== DATA PROVIDED ==
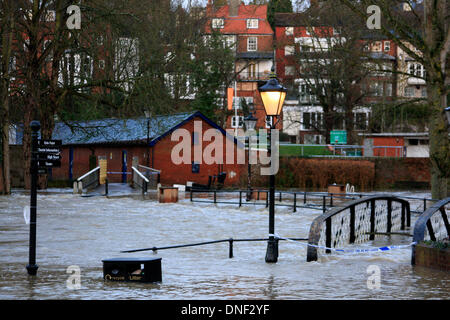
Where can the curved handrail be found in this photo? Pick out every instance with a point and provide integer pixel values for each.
(149, 169)
(425, 224)
(140, 180)
(322, 225)
(87, 174)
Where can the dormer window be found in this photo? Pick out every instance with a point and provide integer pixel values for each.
(252, 44)
(218, 23)
(252, 23)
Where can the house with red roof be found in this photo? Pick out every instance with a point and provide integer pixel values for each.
(247, 31)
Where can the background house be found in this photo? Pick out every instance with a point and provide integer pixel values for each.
(245, 28)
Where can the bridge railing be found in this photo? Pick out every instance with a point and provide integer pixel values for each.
(359, 221)
(90, 180)
(151, 174)
(139, 180)
(432, 225)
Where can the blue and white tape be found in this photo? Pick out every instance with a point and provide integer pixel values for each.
(359, 250)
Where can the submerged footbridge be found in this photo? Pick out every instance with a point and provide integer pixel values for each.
(368, 220)
(95, 182)
(360, 221)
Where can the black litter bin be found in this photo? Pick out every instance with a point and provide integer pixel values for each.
(132, 269)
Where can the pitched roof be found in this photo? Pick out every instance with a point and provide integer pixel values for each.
(238, 24)
(114, 131)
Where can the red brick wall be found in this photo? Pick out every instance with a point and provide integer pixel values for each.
(389, 142)
(180, 174)
(160, 158)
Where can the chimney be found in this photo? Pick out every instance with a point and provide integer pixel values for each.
(317, 3)
(234, 7)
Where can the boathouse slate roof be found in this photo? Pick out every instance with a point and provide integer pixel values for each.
(114, 131)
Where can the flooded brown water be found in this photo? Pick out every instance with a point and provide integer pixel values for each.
(72, 230)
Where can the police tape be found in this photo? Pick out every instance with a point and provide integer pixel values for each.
(359, 250)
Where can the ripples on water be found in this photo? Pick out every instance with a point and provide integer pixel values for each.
(82, 231)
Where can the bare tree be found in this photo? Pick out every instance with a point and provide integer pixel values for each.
(421, 29)
(6, 70)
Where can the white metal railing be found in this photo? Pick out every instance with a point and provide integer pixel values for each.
(140, 180)
(88, 180)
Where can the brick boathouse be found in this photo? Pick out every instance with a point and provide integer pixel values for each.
(123, 143)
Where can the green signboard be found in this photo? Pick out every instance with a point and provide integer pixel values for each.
(338, 137)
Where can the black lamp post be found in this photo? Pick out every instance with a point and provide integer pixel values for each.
(447, 112)
(273, 95)
(148, 115)
(32, 267)
(250, 124)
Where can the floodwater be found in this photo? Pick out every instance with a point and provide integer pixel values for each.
(77, 231)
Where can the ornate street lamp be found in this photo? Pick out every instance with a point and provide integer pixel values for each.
(273, 95)
(148, 115)
(250, 124)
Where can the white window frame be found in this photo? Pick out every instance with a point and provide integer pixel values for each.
(377, 45)
(416, 69)
(409, 92)
(289, 70)
(239, 124)
(252, 23)
(252, 46)
(289, 31)
(218, 23)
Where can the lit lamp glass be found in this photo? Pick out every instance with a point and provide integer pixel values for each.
(273, 95)
(250, 122)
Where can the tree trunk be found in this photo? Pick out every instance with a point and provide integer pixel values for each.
(439, 144)
(5, 150)
(7, 38)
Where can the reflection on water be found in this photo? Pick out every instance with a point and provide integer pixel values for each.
(82, 231)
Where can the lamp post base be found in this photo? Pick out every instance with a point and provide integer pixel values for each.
(272, 251)
(32, 269)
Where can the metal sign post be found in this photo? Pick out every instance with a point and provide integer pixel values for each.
(44, 154)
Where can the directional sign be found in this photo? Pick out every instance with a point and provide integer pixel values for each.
(48, 150)
(50, 143)
(48, 156)
(49, 163)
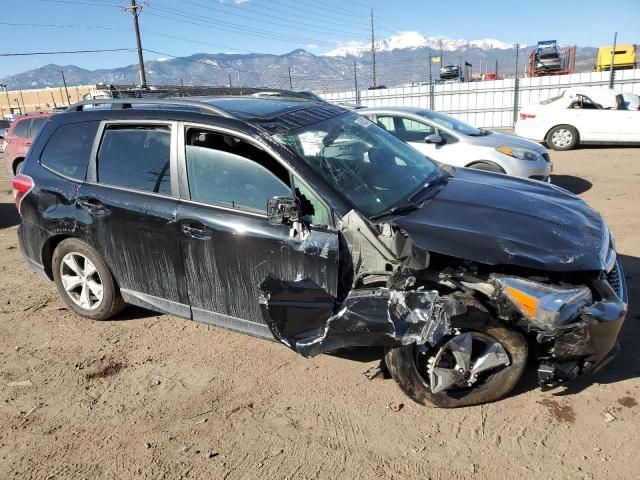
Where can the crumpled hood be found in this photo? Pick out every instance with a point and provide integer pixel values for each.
(496, 139)
(500, 220)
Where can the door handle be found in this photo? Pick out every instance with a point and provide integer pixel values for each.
(93, 205)
(199, 232)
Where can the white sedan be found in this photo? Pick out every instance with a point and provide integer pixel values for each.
(582, 116)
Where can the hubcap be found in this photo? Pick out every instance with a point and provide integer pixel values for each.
(464, 360)
(562, 137)
(81, 281)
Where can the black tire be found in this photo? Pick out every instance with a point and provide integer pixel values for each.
(111, 302)
(487, 167)
(402, 364)
(562, 137)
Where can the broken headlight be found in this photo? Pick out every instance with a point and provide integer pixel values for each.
(543, 305)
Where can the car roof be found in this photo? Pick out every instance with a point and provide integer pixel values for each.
(273, 114)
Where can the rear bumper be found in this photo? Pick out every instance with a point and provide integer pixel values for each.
(588, 344)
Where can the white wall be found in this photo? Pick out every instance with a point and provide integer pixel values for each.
(487, 104)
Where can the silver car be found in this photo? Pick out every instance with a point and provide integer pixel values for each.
(448, 140)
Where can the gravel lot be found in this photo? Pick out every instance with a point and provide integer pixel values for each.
(148, 396)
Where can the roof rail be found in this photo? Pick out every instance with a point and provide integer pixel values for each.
(125, 103)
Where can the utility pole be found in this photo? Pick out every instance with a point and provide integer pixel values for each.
(6, 92)
(66, 91)
(612, 75)
(516, 89)
(373, 51)
(24, 109)
(355, 81)
(134, 10)
(431, 96)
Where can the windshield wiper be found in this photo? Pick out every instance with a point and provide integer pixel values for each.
(428, 187)
(405, 207)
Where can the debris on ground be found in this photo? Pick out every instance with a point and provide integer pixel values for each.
(21, 383)
(608, 416)
(373, 372)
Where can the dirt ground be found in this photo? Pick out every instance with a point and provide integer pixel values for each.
(149, 396)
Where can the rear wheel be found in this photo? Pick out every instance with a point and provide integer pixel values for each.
(487, 167)
(562, 137)
(470, 367)
(18, 168)
(84, 281)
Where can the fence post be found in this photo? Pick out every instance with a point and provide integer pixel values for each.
(516, 89)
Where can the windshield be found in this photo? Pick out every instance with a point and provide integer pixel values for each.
(371, 167)
(452, 123)
(552, 99)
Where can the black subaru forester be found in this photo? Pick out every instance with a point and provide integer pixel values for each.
(299, 221)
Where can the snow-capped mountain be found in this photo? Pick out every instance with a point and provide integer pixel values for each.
(413, 40)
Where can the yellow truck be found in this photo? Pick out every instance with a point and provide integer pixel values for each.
(626, 56)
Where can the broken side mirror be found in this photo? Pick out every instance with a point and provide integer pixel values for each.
(434, 138)
(283, 211)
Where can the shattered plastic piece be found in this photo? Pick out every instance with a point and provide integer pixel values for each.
(23, 383)
(301, 315)
(373, 372)
(608, 416)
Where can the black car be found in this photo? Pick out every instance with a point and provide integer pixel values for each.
(299, 221)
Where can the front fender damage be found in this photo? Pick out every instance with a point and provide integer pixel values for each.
(303, 316)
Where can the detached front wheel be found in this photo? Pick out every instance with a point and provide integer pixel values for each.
(470, 367)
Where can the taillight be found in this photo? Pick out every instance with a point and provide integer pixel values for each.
(21, 186)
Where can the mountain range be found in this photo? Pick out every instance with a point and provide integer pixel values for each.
(400, 60)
===
EXERCISE
Excluding the pictures, reproduce every entry exactly as given.

REPLY
Where can the curved handrail be found in this photo? Pick out every instance with a point and provide integer pixel values for each.
(149, 169)
(425, 224)
(140, 180)
(322, 225)
(87, 174)
Where can the dormer window be found in this photo? Pick out every instance with a point and provide integer pixel values for each.
(252, 44)
(218, 23)
(252, 23)
Where can the house with red roof be found in this photo? Pick out every instance with a point and provide integer pixel values for each.
(247, 31)
Where can the background house be found in this photo? Pick out every instance with a point and provide integer pixel values for each.
(245, 28)
Where can the bridge railing be found in this photo? Pick out every instance with a point and provide integer pixel values for each.
(359, 221)
(90, 180)
(151, 174)
(139, 180)
(432, 225)
Where can the blue and white tape be found in this photo? Pick out every instance with a point and provide integer pixel values for each.
(359, 250)
Where can the submerged footbridge be found in this photo? Pick out every instance with a point and provide integer pixel values for each.
(368, 220)
(95, 182)
(360, 221)
Where can the black litter bin be found in this photo? Pick out every instance with a point and provide integer pixel values for each.
(132, 269)
Where can the pitched roof be found in this photo? Pick out every instance with a point and provide integer pixel values for each.
(238, 24)
(114, 131)
Where can the red brick wall be found in this photo? Pick out every instance with a point and provide integer pixel values for each.
(389, 142)
(180, 174)
(160, 158)
Where can the chimney be found in this photo? Pick out every instance with a point and provide integer pixel values for each.
(317, 3)
(234, 7)
Where can the boathouse slate roof be found in this photo? Pick out every instance with a point and provide integer pixel values for each.
(114, 131)
Where can the flooded brown water be found in this photo? Pick out every instance with a point and provide integer pixel values for each.
(72, 230)
Where can the police tape be found in this photo? Pick out every instance with a point and provide integer pixel values for each.
(359, 250)
Where can the ripples on water be found in this photo? Pick out every instance with a point and provide integer pixel values for each.
(82, 231)
Where can the bare tree be found in this photo? Pick out every instance with a point and provide integer pixel values for each.
(421, 29)
(6, 70)
Where can the white metal railing be found in this photo? Pick out every instance with a point and provide integer pixel values for each.
(140, 180)
(88, 180)
Where can the brick boathouse be found in this photo? Pick out every instance with a point and provide integer pixel values for each.
(123, 143)
Where can the green signboard be found in this photo? Pick out every instance with a point and provide integer pixel values for each.
(338, 137)
Where can the black lamp post be found in this photo? Pick out every instance with a point and provide integer pixel values for each.
(447, 112)
(273, 95)
(148, 115)
(32, 267)
(250, 124)
Where can the floodwater be found in this photo? Pick out every instance with a point and provide integer pixel values for each.
(77, 231)
Where can the ornate street lamp be found in this photo? Pick out every instance with a point and provide integer pixel values for each.
(273, 95)
(148, 115)
(250, 124)
Where can the white window frame be found in this photo? Pick out every instance with a point and provide integer pixel values for each.
(377, 45)
(416, 69)
(409, 92)
(289, 70)
(239, 124)
(252, 23)
(252, 46)
(289, 31)
(218, 23)
Where can the lit lamp glass be found in this photo? Pick out every instance with a point and provide integer pixel values for each.
(273, 95)
(250, 122)
Where can the tree trunk be found in this photo? Pick out every instance with a point and provide integer pixel values for each.
(439, 144)
(5, 150)
(7, 38)
Where can the reflection on water be found in this photo? Pick out every instance with a point and provide integer pixel values for each.
(82, 231)
Where can the lamp post base be found in this photo? Pick out every instance with a point and provide integer pixel values for each.
(272, 251)
(32, 269)
Where can the metal sign post be found in this photo? Pick out every instance with a point and provide integer pixel values for each.
(44, 154)
Where can the directional sign be found in this photo? Pick out every instance with a point and provide integer pixel values for each.
(48, 150)
(50, 143)
(48, 156)
(49, 163)
Where can the crumpled hood be found in this photo? Pick out every instance with a point and provide integer pixel values for each.
(496, 139)
(500, 220)
Where can the door handle be found in this photo? Pick out every instance with a point and provide integer pixel values for each.
(93, 205)
(199, 232)
Where can the white sedan be found in this photo? Pick out every instance with a point and provide integer pixel values for each.
(582, 116)
Where can the hubcap be found in this photo? Pick out every instance with a point and provide integer pixel values for each.
(464, 360)
(562, 137)
(81, 281)
Where can the black tire be found in this photo? Pick out every instance with a point and provide integer pixel values for each.
(111, 302)
(487, 167)
(402, 364)
(562, 137)
Where can the broken headlight be found in this photo? Pick out every instance with a point and provide integer pixel values for each.
(543, 305)
Where can the car roof be found in this photo? Pick out every instance with a point and provide integer pixel values for each.
(273, 114)
Where can the rear bumper be found in this photo? Pick out every instance with a point and provide integer pixel values for each.
(588, 344)
Where can the white wall be found in this photo? Pick out every instance with a point and provide integer pixel values for each.
(487, 104)
Where can the silver car be found in this photo? Pick out every instance with a point and provide integer pixel values for each.
(448, 140)
Where can the gravel lot be found in this photo? Pick out every instance with a point and provide integer pixel values for each.
(148, 396)
Where can the roof rail be found in this photo? Pick out every instance with a point and provide integer pixel values for each.
(125, 103)
Where can the utility pole be found in this photo? Pick out every instance with a point and provide integer pixel values for each.
(6, 92)
(66, 91)
(612, 75)
(516, 89)
(373, 51)
(24, 109)
(355, 81)
(134, 10)
(431, 96)
Where can the windshield wiper be found in this photo? Pick out every instance with a point and provide integer pixel values for each.
(428, 187)
(405, 207)
Where can the debris on ground be found in this photo? Pick out every instance with a point and provide integer pixel values for each.
(21, 383)
(608, 416)
(373, 372)
Where can the dirt ground be found in this photo? Pick out every instance with a point and provide integer pixel values for each.
(149, 396)
Where can the rear wheel be found in this photo? Pick out every instance with a point and provide integer pixel values for each.
(487, 167)
(562, 137)
(470, 367)
(18, 168)
(84, 281)
Where can the fence post be found in this photo? Pick out every instance with a point and provide integer pixel values for each.
(516, 89)
Where can the windshield be found in this photo? Pick out every instance with a point and provide integer pixel values for each.
(371, 167)
(452, 123)
(552, 99)
Where can the black subaru forester be found in this photo? Pick out every instance with a point and provide integer pixel values for each.
(299, 221)
Where can the snow-capped mountain be found in this photo? Pick out every instance with a point and provide integer pixel values for each.
(413, 40)
Where can the yellow truck be found in this photo? Pick out every instance with a point and provide integer pixel values for each.
(626, 56)
Where can the broken side mirror be found in this photo? Pick out every instance with a point and provide integer pixel values for each.
(434, 138)
(283, 211)
Where can the shattered plastic piece be found in this photo? Pick out every instance with a point and provide integer pixel values for each.
(23, 383)
(301, 315)
(373, 372)
(608, 416)
Where can the black car be found in this photo? Pick out every instance with a point and provide integer pixel values for each.
(299, 221)
Where can the front fender damage be found in this photo? Pick out every instance with a point and provide integer pixel values for each.
(303, 316)
Where can the detached front wheel be found in this photo? Pick out every instance with a point and provide integer pixel values for each.
(470, 367)
Where can the taillight be found in this photo? Pick out every instance with a point and provide integer pixel values for each.
(21, 186)
Where can the mountain range be found in this photo? Pick out every instance with a point and provide integer pixel values for each.
(400, 60)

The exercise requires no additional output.